[[ TEXT EXCERPT open ]]

Anna wants to take Neville to a colony of survivors, but Neville doesn't believe there is any such colony. Not only is there no God, there are no other humans: we are utterly alone in the universe. But at the climax of the film, Neville does indeed hear the voice of God telling him to sacrifice himself to save the world. He becomes so obvious a Christ-figure that it is literally his blood which will provide the cure to the virus. Then Anna takes the cure to the colony of survivors, giving them hope for the future.

So what's the point? Is it simply that we should not give up hope? That we should have a kind of blind faith that there is a God, that God has a plan, and that we are not alone? Whatever the message of the movie is, it seems to be summed up by Neville's speech about reggae musician Bob Marley: "He had this idea. It was kind of a virologist idea. He believed that you could cure racism and hate — literally cure it, by injecting music and love into people's lives. One day he was scheduled to perform at a peace rally, gunmen came to his house and shot him down. Two days later, he walked out on that stage and sang. Somebody asked him 'why' he said: 'The people that are trying to make this world worse are not taking a day off — how can I? — Light up the darkness." Again, the point seems to be that we should keep the faith and continue to fight the good fight in spite of the fact that, to all appearances, we are making no difference. It's a rather traditional theodicy.

[[ TEXT EXCERPT closed ]]

PROBLEM 1: In the film commentary, what will literally provide the cure to the virus?
PROBLEM 2: Set down the passage of the film commentary word for word, starting with "Anna wants to" and going on through "for the future.".

[[ RECORD SET open ]]

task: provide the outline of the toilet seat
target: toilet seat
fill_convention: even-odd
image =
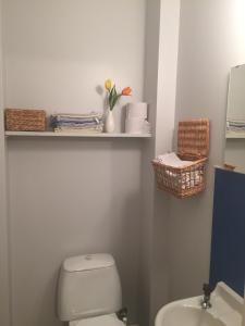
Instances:
[[[73,321],[69,323],[69,326],[125,326],[125,324],[115,314],[111,314]]]

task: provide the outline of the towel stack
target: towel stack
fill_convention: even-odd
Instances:
[[[51,126],[56,133],[102,133],[102,114],[90,112],[87,114],[52,114]]]
[[[242,131],[245,133],[245,121],[228,120],[226,121],[228,131]]]

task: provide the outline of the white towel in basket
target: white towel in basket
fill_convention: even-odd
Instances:
[[[175,153],[167,153],[163,155],[159,155],[157,156],[156,161],[173,167],[184,167],[193,164],[192,161],[182,161]]]

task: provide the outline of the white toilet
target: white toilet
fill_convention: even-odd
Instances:
[[[69,326],[125,326],[117,316],[122,291],[110,254],[66,259],[58,284],[58,317]]]

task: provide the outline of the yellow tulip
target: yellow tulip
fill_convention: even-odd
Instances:
[[[105,83],[105,87],[108,91],[111,90],[111,79],[107,79],[106,83]]]

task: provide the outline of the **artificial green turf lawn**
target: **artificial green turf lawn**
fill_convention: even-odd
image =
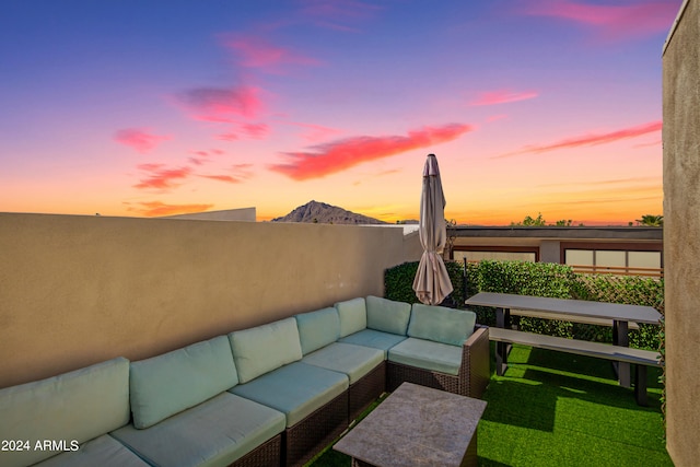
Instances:
[[[673,466],[656,369],[640,407],[605,360],[513,346],[509,364],[483,395],[480,466]],[[349,467],[350,458],[329,448],[310,465]]]

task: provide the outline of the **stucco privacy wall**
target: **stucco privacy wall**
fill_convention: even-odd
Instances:
[[[700,459],[700,1],[681,7],[663,56],[666,445]]]
[[[0,213],[0,387],[368,294],[400,229]]]

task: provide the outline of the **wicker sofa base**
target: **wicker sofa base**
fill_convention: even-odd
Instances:
[[[349,425],[348,392],[345,390],[284,432],[285,466],[303,466],[338,437]]]
[[[230,467],[279,467],[282,452],[282,433],[278,434],[241,457]]]
[[[462,347],[462,366],[458,375],[433,372],[416,366],[387,362],[386,390],[393,393],[401,383],[415,383],[435,389],[481,398],[489,384],[489,328],[477,326]]]
[[[350,421],[375,401],[386,389],[386,361],[364,375],[348,389]]]

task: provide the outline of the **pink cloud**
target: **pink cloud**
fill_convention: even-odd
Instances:
[[[140,128],[125,128],[114,133],[114,140],[118,143],[133,148],[141,154],[155,149],[162,141],[172,139],[168,136],[151,135]]]
[[[490,124],[491,121],[503,120],[505,118],[508,118],[506,114],[499,114],[499,115],[492,115],[492,116],[488,117],[486,119],[486,121],[488,121]]]
[[[316,145],[313,152],[287,153],[288,163],[275,164],[269,168],[296,180],[318,178],[362,162],[452,141],[471,130],[472,127],[469,125],[451,124],[443,127],[424,127],[409,131],[407,136],[348,138]]]
[[[524,91],[513,92],[509,90],[488,91],[482,92],[478,97],[470,102],[469,105],[497,105],[506,104],[509,102],[526,101],[528,98],[535,98],[539,95],[537,91]]]
[[[270,127],[267,124],[238,124],[237,130],[219,135],[217,139],[222,141],[236,141],[240,140],[242,136],[252,139],[264,139],[269,132]]]
[[[360,21],[374,17],[382,10],[358,0],[303,0],[302,14],[316,26],[357,33]]]
[[[338,135],[342,132],[337,128],[324,127],[323,125],[302,124],[298,121],[284,121],[283,124],[292,125],[292,126],[301,127],[305,129],[306,132],[301,135],[301,137],[310,142],[323,141],[334,135]]]
[[[202,178],[209,178],[211,180],[225,182],[230,184],[238,184],[247,178],[250,178],[253,173],[250,167],[253,164],[234,164],[229,172],[233,175],[218,174],[218,175],[200,175]]]
[[[192,118],[206,121],[255,118],[264,108],[260,89],[254,86],[195,87],[180,93],[177,102]]]
[[[240,178],[234,178],[231,175],[200,175],[200,177],[209,178],[210,180],[226,182],[226,183],[230,183],[230,184],[240,184],[241,183]]]
[[[240,140],[241,137],[238,137],[238,133],[228,132],[228,133],[219,135],[217,139],[220,139],[222,141],[236,141],[236,140]]]
[[[678,3],[668,0],[637,1],[628,4],[590,4],[573,0],[527,0],[522,13],[549,16],[593,26],[605,40],[645,37],[665,33],[673,24]]]
[[[165,164],[140,164],[138,168],[148,175],[133,187],[161,191],[179,186],[177,182],[189,177],[192,172],[190,167],[168,168]]]
[[[609,131],[605,133],[583,135],[573,138],[567,138],[561,141],[557,141],[549,144],[535,144],[526,145],[520,151],[510,152],[493,156],[492,159],[510,157],[518,154],[539,154],[548,151],[556,151],[559,149],[579,148],[584,145],[597,145],[607,144],[616,141],[620,141],[629,138],[637,138],[643,135],[658,132],[662,129],[661,121],[651,121],[644,125],[638,125],[635,127],[623,128],[617,131]]]
[[[139,212],[147,218],[155,218],[161,215],[188,214],[192,212],[202,212],[211,209],[214,205],[166,205],[162,201],[143,201],[136,203],[126,202],[128,211]]]
[[[270,132],[270,127],[266,124],[243,124],[241,130],[249,138],[262,139]]]
[[[289,65],[318,65],[318,60],[250,35],[224,36],[224,45],[240,58],[238,65],[279,73]]]

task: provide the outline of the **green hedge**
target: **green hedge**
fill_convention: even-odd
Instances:
[[[549,296],[555,299],[593,300],[602,302],[650,305],[664,313],[663,279],[580,275],[565,265],[552,262],[492,261],[483,260],[467,265],[466,297],[465,268],[462,262],[447,261],[452,279],[454,301],[464,306],[466,297],[477,292],[515,293],[521,295]],[[412,284],[418,262],[405,262],[385,272],[385,296],[390,300],[416,303]],[[495,325],[493,308],[474,307],[478,323]],[[520,318],[521,329],[551,336],[612,341],[608,326],[585,325],[540,318]],[[640,325],[630,332],[630,346],[642,349],[660,349],[660,328]]]

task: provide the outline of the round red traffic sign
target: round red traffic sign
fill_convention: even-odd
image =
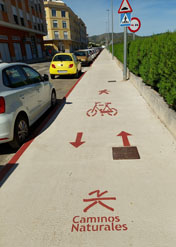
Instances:
[[[137,17],[131,18],[131,25],[128,27],[130,32],[136,33],[141,28],[141,21]]]

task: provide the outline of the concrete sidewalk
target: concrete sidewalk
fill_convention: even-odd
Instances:
[[[176,141],[122,77],[104,50],[19,158],[1,247],[176,244]]]

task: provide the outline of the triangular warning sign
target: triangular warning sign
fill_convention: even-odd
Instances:
[[[128,19],[127,14],[125,14],[121,21],[121,24],[129,24],[129,23],[130,23],[130,20]]]
[[[119,14],[122,14],[122,13],[130,13],[132,12],[132,8],[128,2],[128,0],[123,0],[121,5],[120,5],[120,8],[118,10],[118,13]]]

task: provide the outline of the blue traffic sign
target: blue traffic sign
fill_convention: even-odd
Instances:
[[[122,13],[120,15],[120,26],[130,27],[131,25],[131,13]]]

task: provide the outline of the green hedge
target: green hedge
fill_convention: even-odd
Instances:
[[[114,45],[123,62],[123,44]],[[176,32],[153,35],[128,43],[128,67],[176,109]]]

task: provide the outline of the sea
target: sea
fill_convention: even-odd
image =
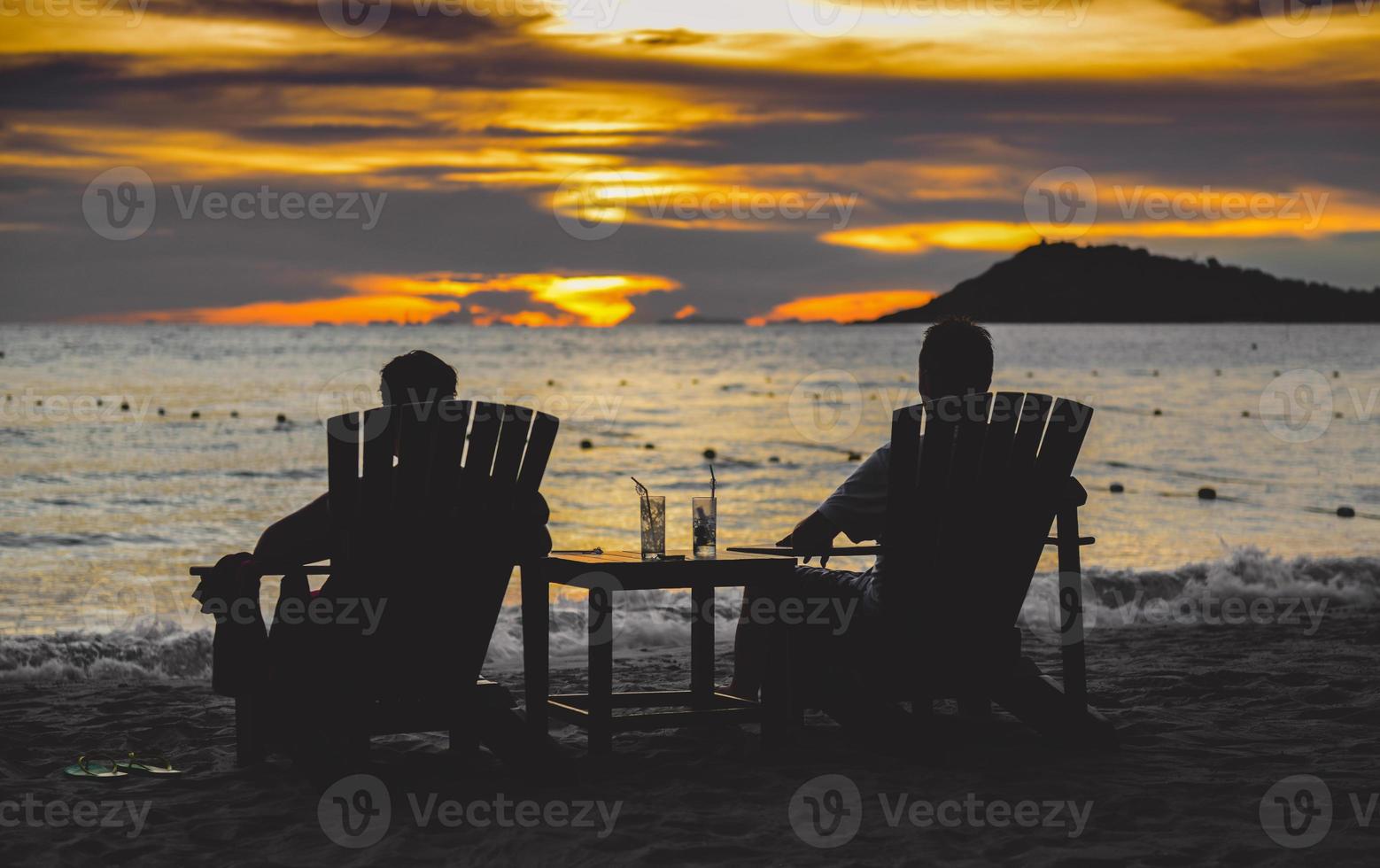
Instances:
[[[994,389],[1094,408],[1075,473],[1097,629],[1191,628],[1224,600],[1376,606],[1380,327],[991,331]],[[461,397],[560,418],[542,486],[556,548],[638,548],[631,476],[667,497],[668,546],[689,548],[711,464],[724,548],[787,534],[887,439],[891,410],[918,400],[922,334],[0,324],[0,679],[204,676],[188,569],[253,549],[324,491],[322,420],[377,402],[378,368],[408,349],[450,362]],[[1052,611],[1053,553],[1039,570],[1031,625]],[[275,593],[265,581],[266,606]],[[633,596],[617,647],[686,643],[683,595]],[[490,667],[520,662],[518,600],[513,581]],[[738,598],[718,604],[727,642]],[[580,592],[553,595],[553,654],[580,653],[584,614]]]

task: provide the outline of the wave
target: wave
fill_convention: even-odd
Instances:
[[[1299,600],[1297,617],[1340,607],[1369,609],[1380,603],[1380,558],[1281,558],[1256,548],[1191,563],[1174,570],[1103,570],[1083,575],[1087,624],[1188,627],[1221,613],[1227,600],[1268,600],[1279,615],[1281,602]],[[1057,575],[1038,574],[1025,599],[1023,622],[1039,632],[1045,615],[1057,611]],[[1326,600],[1326,604],[1323,604]],[[713,598],[716,639],[733,636],[741,592],[720,589]],[[588,607],[582,598],[552,602],[548,636],[552,657],[584,654]],[[618,650],[686,649],[690,643],[689,595],[680,591],[628,591],[614,609]],[[522,614],[505,606],[489,646],[486,667],[513,671],[522,665]],[[207,679],[211,673],[211,631],[186,631],[170,624],[141,624],[109,633],[68,632],[48,636],[0,636],[0,682],[79,679]]]
[[[134,542],[139,545],[171,542],[155,534],[17,534],[12,531],[0,533],[0,548],[43,548],[73,545],[113,545],[116,542]]]

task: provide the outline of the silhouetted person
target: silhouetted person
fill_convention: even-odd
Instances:
[[[952,317],[930,326],[920,345],[919,391],[925,400],[952,395],[987,392],[992,385],[992,335],[967,317]],[[834,538],[843,533],[853,542],[878,540],[886,522],[887,476],[891,464],[891,444],[885,443],[872,453],[806,516],[788,537],[777,545],[789,545],[805,555],[805,564],[795,569],[795,588],[789,596],[806,600],[803,617],[816,611],[832,613],[832,625],[806,624],[811,636],[829,636],[843,649],[849,635],[879,628],[882,613],[880,589],[886,575],[883,558],[861,573],[829,570],[828,552]],[[820,566],[807,566],[813,558]],[[901,577],[903,581],[912,577]],[[748,588],[742,596],[742,617],[734,640],[734,672],[729,693],[756,698],[766,667],[766,624],[753,618],[753,610],[769,617],[780,617],[774,609],[758,604],[759,592]],[[820,603],[828,602],[822,607]],[[809,643],[805,646],[809,647]],[[817,650],[817,649],[816,649]]]
[[[417,404],[455,397],[455,368],[429,352],[414,349],[384,366],[378,392],[384,406]],[[277,563],[324,560],[331,556],[330,519],[323,494],[269,526],[254,546],[254,556]]]

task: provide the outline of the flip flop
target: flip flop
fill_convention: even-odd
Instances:
[[[181,769],[174,769],[172,763],[159,753],[139,756],[134,751],[130,751],[128,759],[121,759],[115,763],[115,767],[123,769],[127,773],[138,771],[141,774],[152,776],[182,774]]]
[[[120,767],[109,759],[95,759],[91,756],[79,756],[77,765],[68,766],[62,770],[65,774],[72,777],[128,777],[128,771],[120,771]]]

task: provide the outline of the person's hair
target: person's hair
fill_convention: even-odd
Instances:
[[[385,404],[417,404],[455,397],[455,368],[424,349],[397,356],[378,374]]]
[[[992,335],[969,316],[951,316],[925,330],[920,373],[931,397],[987,392],[992,385]]]

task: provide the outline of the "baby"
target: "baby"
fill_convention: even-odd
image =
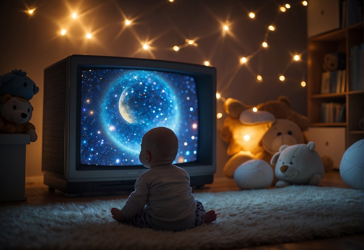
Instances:
[[[142,227],[178,231],[216,219],[215,211],[205,212],[191,193],[190,177],[172,163],[178,151],[177,137],[169,129],[153,129],[143,137],[139,159],[150,168],[136,180],[135,191],[121,210],[113,207],[112,218]]]

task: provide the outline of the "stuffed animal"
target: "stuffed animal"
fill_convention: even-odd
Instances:
[[[21,70],[14,70],[0,76],[0,95],[9,94],[28,101],[38,93],[39,88]]]
[[[307,144],[283,145],[273,156],[271,164],[276,164],[274,173],[278,187],[291,184],[317,185],[324,176],[324,166],[312,141]]]
[[[232,156],[223,168],[224,175],[230,178],[233,177],[237,168],[247,161],[263,160],[269,163],[281,146],[304,142],[303,131],[308,128],[309,120],[290,109],[287,97],[282,96],[259,104],[256,112],[252,111],[253,108],[232,98],[224,103],[228,116],[220,136],[229,143],[227,152]],[[276,181],[274,179],[273,183]]]
[[[3,105],[0,116],[0,131],[7,134],[28,134],[30,135],[30,141],[35,141],[38,137],[35,127],[29,122],[33,112],[29,101],[7,94],[1,98],[1,102]]]
[[[349,147],[344,153],[339,170],[344,182],[357,189],[364,189],[364,139]]]

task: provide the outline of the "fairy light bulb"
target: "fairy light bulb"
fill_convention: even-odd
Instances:
[[[240,58],[240,63],[241,64],[243,63],[245,63],[246,62],[246,58],[245,57],[242,57]]]

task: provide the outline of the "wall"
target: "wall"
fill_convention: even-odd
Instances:
[[[301,86],[306,75],[306,7],[301,1],[291,1],[291,7],[283,12],[279,10],[282,3],[278,0],[2,1],[0,74],[22,69],[40,89],[31,100],[34,108],[31,121],[38,139],[27,147],[28,179],[42,175],[44,69],[71,54],[197,64],[208,60],[217,69],[218,91],[223,97],[255,105],[285,95],[293,110],[306,114],[306,90]],[[32,15],[27,13],[34,7]],[[250,11],[256,15],[254,19],[248,16]],[[75,19],[72,17],[75,12]],[[126,18],[133,21],[131,24],[125,25]],[[268,30],[272,24],[276,28],[274,31]],[[223,28],[226,24],[228,31]],[[67,30],[64,35],[62,29]],[[90,39],[86,37],[88,32],[92,35]],[[194,39],[198,46],[185,46],[186,39]],[[261,46],[265,40],[266,48]],[[151,49],[145,50],[142,46],[147,41]],[[181,48],[174,51],[174,46]],[[295,54],[301,55],[300,61],[293,61]],[[250,55],[247,63],[240,63],[241,57]],[[284,82],[278,79],[281,74]],[[262,76],[261,82],[257,82],[257,74]],[[225,115],[222,101],[217,103],[218,112]],[[218,129],[223,118],[218,120]],[[217,133],[215,176],[220,177],[229,157],[226,144]]]

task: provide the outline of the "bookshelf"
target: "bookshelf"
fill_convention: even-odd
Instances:
[[[339,1],[340,5],[343,2]],[[363,17],[364,12],[363,1],[361,3]],[[348,14],[343,13],[341,15],[348,16]],[[338,18],[342,18],[341,17]],[[313,127],[345,128],[345,148],[364,138],[362,125],[359,125],[360,120],[364,117],[364,66],[362,61],[362,64],[357,66],[357,60],[361,59],[360,53],[355,52],[353,48],[359,47],[360,50],[360,45],[363,43],[364,26],[362,18],[359,22],[313,36],[308,40],[308,116]],[[346,22],[348,23],[347,19]],[[321,81],[324,72],[323,67],[324,56],[327,53],[335,52],[345,54],[346,73],[342,81],[344,86],[337,89],[340,90],[323,94]],[[336,111],[334,108],[334,111],[332,112],[334,114],[332,114],[331,117],[328,116],[325,110],[323,111],[323,106],[328,109],[326,110],[328,112],[331,105],[332,107],[339,104],[344,106],[343,109],[345,111],[342,119],[339,118],[338,108],[336,108]],[[329,108],[327,108],[328,106]],[[326,117],[324,117],[325,116]]]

[[ RECORD SET closed ]]

REPLY 1: Neville's blood.

REPLY 2:
Anna wants to take Neville to a colony of survivors, but Neville doesn't believe there is any such colony. Not only is there no God, there are no other humans: we are utterly alone in the universe. But at the climax of the film, Neville does indeed hear the voice of God telling him to sacrifice himself to save the world. He becomes so obvious a Christ-figure that it is literally his blood which will provide the cure to the virus. Then Anna takes the cure to the colony of survivors, giving them hope for the future.